__Text section__
4-month Update – Oona and Beatrix

The twins’ fourth month of life was a bit of a doozy–for Mama anyway.

Oona and Trixie are still sleeping well at night.  For a while, there were shorter stretches, but recently (probably thanks to the real, large swaddle blankets we recently bought) they have been back to waking up only once for nursing in the middle of the night, and a couple nights ago, they slept all the way through–from around 7:30 pm to 7 am!  Naps are sometimes good, and sometimes not so successful.  Usually I can count on a longer one in the morning but unfortunately, this is also when we are out and about if we have mother’s group, etc.  Their afternoon naps are a little sporadic, because sometime around 3 pm, I have to go pick up Theo from preschool.

Both girls are right on track length- and weight-wise.  Oona weighs a good two pounds more than her sister, but they are still in their own percentiles, so the difference will probably only get bigger during the first year.  They’re also still both being exclusively breastfed, which I am thankful for every day!

They both are wanting more interaction and attention these days, so it is harder to be productive, and there is more fussiness than before.  I am definitely looking forward to the day when they can sit up on their own, so they can play more easily.  We still make sure to have plenty of playtime, on their tummies, and on their backs.

The biggest deal over the past month was that Andreas returned to work.  I was slightly shocked at how much work it was to be alone with the babies.  Double the stairs, double the carrying, double the time to get out the door.  I have found the transition really physically demanding.  I got sick twice and had two episodes of a pinched nerve in my neck during  the first week and a half alone, and I am dead tired by the end of the day.

The first couple of weeks, I was feeling so drained.  Since then, I have been making a really big effort to practice self-care.  So I try to make sure I get some rest during the day, and I eat two breakfasts, a huge salad with all sorts of veggies, another lunch, and then a snack before dinner (and after, of course 😉 )  This has been sustaining me, and helping with my milk supply, I think, and I have been feeling better since I started this.  But it does make it hard to find balance during the day, since I am either running around frantically caring for babies, making food, or sitting down and eating the second the babies are settled into a nap.

Andreas is still dropping Theo off at preschool in the mornings before work.  This is awesome for me in that I don’t have to stress about getting all three kids out the door in the morning, but less awesome in that Andreas doesn’t get home until 5:30 pm, which is when we eat dinner, so I have two to three hours alone with twins who don’t really want to nap anymore, and a four-year-old that I want to spend quality time with, and I also have to make dinner!

Overall, it’s going much better right now than it was a month ago.  I am learning to be a twin-mom, and am trying to focus as much as I can on living in the present.  Those adorable faces melt my heart multiple times a day, and 95% of the time, I am still so, so glad that I got to be the lucky Mama of twins!



Theo is Four!

Amidst all of the craziness of this summer, Theo has had a birthday.  His fourth.  Theo’s fourth year, was admittedly not an easy one–for any of us, but Theo has weathered it all with the grace of a three-year-old (which is a moderate amount of grace).  Having a mom starting work full-time, and then being basically incapacitated to some degree or another for the rest of the year was likely not easy.

__Task instructions__
Continue the family update about the twins' fourth month and Theo's fourth birthday from the point where it stops.

__Records shown__
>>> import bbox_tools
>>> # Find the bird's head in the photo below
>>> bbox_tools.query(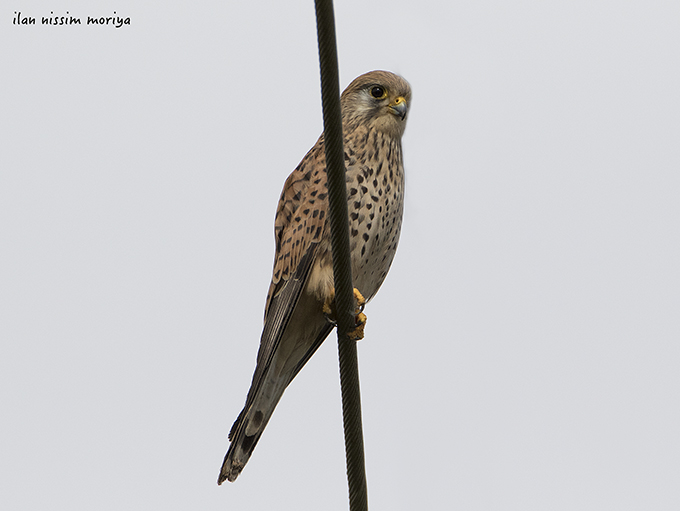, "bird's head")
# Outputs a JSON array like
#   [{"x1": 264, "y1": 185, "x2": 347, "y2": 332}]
[{"x1": 341, "y1": 71, "x2": 411, "y2": 137}]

__Answer to this exercise__
This year, he was quite excited about his birthday, well in advance.  His party was wonderful, with friends and family, pancakes for breakfast, mac and cheese for lunch, pizza for dinner, and a pink and purple cheetah cake.


Theo has grown in leaps and bounds, and when I look back on videos from a year ago (and shed a tear or two), I cannot believe it is our same Theo.  His speech–both in Danish and English has exploded.  He’s given up his pacifiers, and learned to ride a bona-fide bicycle.  He can write his name, and has graduated from only child to big-brother-of-two, of which he is enormously proud.


Theo at four is independant.  He can do pretty much anything he needs on his own, but that does not mean that he wants to.  When he’s feeling helpful, he loves fetching me a glass of water, or a pacifier, or picking up his toys.  When he’s not–it’s life’s biggest struggle to get him to put on his own pants.

Theo at four is the biggest goof I know.  And that includes his father, which is saying a lot.  Theo at four is brave.  I can see the anxiety for new things creeping in, and my heart swells a little when I see him do something that I know isn’t easy for him.

Theo at four is loud.  His voice takes up space, and even if he turns down the volume, it still fills every crack and cranny of conversation in our home.  We have to remind him that Mama and Papa also need to get a word in edgewise every now and then.  It rather makes communicating with each other something that happens mostly after bedtime.

Out of all his birthday presents, the one Theo has loved the most is his very own game of UNO he got from his aunt (thanks!).  We play at least a few time a week, and if there weren’t two infants that suck a lot of energy, attention, and time, we’d play daily.  I LOVE that Theo is getting old enough to play games that are also fun for me 😉  He also loves reading books together, playing with small toy animals, and jumping around on the couch.

His favorite foods are enchiladas, pizza, pancakes, macaroni and cheese, and curry.  He eats terribly slowly, as eating is punctuated with long, drawn-out stories, and he goes through phases where he is not very gracious about what is being served for dinner, but he will generally at least try everything, and eats a pretty varied diet.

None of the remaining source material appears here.